■ TASK DETAILS
Retype the records, starting at the line that contains "outline: <item>fluorescent ceiling" and stopping after the line that contains "[[[0,49],[8,49],[6,48],[6,47],[3,47],[3,46],[0,46]]]", with both of those lines included, and reproduce nothing else.

■ DATA LISTING
______________________________

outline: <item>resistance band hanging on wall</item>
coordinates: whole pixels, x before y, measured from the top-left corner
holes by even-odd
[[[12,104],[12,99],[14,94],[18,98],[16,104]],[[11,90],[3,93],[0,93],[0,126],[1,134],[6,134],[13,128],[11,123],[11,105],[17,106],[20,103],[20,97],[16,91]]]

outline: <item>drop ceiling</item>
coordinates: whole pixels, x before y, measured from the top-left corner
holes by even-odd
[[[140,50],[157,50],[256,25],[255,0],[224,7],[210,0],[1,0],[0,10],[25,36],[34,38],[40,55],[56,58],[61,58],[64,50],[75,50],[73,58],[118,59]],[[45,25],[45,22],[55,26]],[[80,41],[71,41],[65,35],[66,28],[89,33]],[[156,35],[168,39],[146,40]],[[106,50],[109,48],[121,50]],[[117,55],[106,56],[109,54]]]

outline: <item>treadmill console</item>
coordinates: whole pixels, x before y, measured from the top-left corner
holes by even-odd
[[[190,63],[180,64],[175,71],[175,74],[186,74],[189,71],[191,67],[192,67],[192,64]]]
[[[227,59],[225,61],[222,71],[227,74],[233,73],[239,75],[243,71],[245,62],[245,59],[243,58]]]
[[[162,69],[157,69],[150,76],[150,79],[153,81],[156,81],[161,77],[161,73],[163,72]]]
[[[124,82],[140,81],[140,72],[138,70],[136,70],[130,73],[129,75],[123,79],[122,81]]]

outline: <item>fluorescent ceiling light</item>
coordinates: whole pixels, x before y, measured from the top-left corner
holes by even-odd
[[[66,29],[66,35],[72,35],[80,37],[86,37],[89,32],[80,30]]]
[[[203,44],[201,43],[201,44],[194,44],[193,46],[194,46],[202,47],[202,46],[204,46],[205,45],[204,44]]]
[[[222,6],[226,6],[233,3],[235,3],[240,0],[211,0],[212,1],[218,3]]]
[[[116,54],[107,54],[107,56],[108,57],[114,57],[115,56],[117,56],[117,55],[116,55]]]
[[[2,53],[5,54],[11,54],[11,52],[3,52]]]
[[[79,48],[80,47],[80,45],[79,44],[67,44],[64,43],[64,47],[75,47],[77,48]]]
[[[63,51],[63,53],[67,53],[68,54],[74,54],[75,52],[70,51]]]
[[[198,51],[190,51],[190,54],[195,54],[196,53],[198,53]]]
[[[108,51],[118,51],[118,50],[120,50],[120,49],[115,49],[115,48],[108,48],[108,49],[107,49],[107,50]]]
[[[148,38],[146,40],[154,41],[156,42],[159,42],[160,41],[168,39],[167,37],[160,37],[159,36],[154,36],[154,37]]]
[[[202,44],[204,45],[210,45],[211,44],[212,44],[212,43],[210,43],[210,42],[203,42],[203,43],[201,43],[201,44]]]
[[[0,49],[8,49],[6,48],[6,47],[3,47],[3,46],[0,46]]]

______________________________

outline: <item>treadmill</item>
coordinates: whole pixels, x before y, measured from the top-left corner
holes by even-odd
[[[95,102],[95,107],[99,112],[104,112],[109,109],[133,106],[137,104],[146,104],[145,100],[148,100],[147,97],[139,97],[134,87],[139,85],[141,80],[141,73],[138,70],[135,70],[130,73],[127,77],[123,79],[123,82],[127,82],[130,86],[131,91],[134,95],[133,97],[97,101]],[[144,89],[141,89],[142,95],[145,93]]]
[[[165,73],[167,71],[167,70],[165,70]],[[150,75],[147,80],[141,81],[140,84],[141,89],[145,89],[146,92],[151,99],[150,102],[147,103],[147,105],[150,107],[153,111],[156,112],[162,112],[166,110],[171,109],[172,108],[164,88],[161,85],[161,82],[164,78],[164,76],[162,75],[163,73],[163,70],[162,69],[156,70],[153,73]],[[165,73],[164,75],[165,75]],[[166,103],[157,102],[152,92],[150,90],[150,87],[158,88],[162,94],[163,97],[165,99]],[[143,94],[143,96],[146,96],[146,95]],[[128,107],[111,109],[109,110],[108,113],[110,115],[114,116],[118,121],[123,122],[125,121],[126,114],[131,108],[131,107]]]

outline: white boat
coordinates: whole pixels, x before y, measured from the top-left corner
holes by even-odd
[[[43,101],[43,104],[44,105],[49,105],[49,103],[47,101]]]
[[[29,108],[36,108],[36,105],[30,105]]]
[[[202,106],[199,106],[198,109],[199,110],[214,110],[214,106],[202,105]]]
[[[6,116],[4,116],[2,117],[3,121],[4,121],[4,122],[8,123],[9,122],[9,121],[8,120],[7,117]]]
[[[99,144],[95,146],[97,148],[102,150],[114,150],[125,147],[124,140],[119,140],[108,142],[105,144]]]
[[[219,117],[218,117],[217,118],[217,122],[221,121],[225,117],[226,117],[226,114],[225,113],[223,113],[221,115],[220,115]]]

______________________________

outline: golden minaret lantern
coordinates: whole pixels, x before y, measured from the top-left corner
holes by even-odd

______________________________

■ EXERCISE SOLUTION
outline: <item>fluorescent ceiling light</item>
coordinates: whole pixels, x before y, measured from the top-left corner
holes by even-odd
[[[66,29],[66,35],[72,35],[80,37],[86,37],[89,32],[80,30]]]
[[[203,44],[201,43],[201,44],[194,44],[193,46],[194,46],[202,47],[202,46],[204,46],[205,45],[204,44]]]
[[[222,6],[226,6],[233,3],[235,3],[240,0],[211,0],[212,1],[218,3]]]
[[[116,54],[107,54],[107,56],[108,57],[114,57],[115,56],[117,56],[117,55],[116,55]]]
[[[2,53],[5,54],[11,54],[11,52],[3,52]]]
[[[79,48],[80,47],[80,45],[79,44],[67,44],[64,43],[64,47],[75,47],[77,48]]]
[[[63,51],[63,53],[67,53],[68,54],[74,54],[75,52],[70,51]]]
[[[198,51],[190,51],[190,54],[195,54],[196,53],[198,53]]]
[[[108,51],[118,51],[118,50],[120,50],[120,49],[115,49],[115,48],[108,48],[108,49],[107,49],[107,50]]]
[[[148,38],[146,40],[154,41],[156,42],[159,42],[160,41],[168,39],[167,37],[160,37],[159,36],[154,36],[154,37]]]
[[[202,44],[204,45],[210,45],[211,44],[212,44],[212,43],[210,43],[210,42],[203,42],[203,43],[201,43],[201,44]]]
[[[0,49],[8,49],[6,48],[6,47],[3,47],[3,46],[0,46]]]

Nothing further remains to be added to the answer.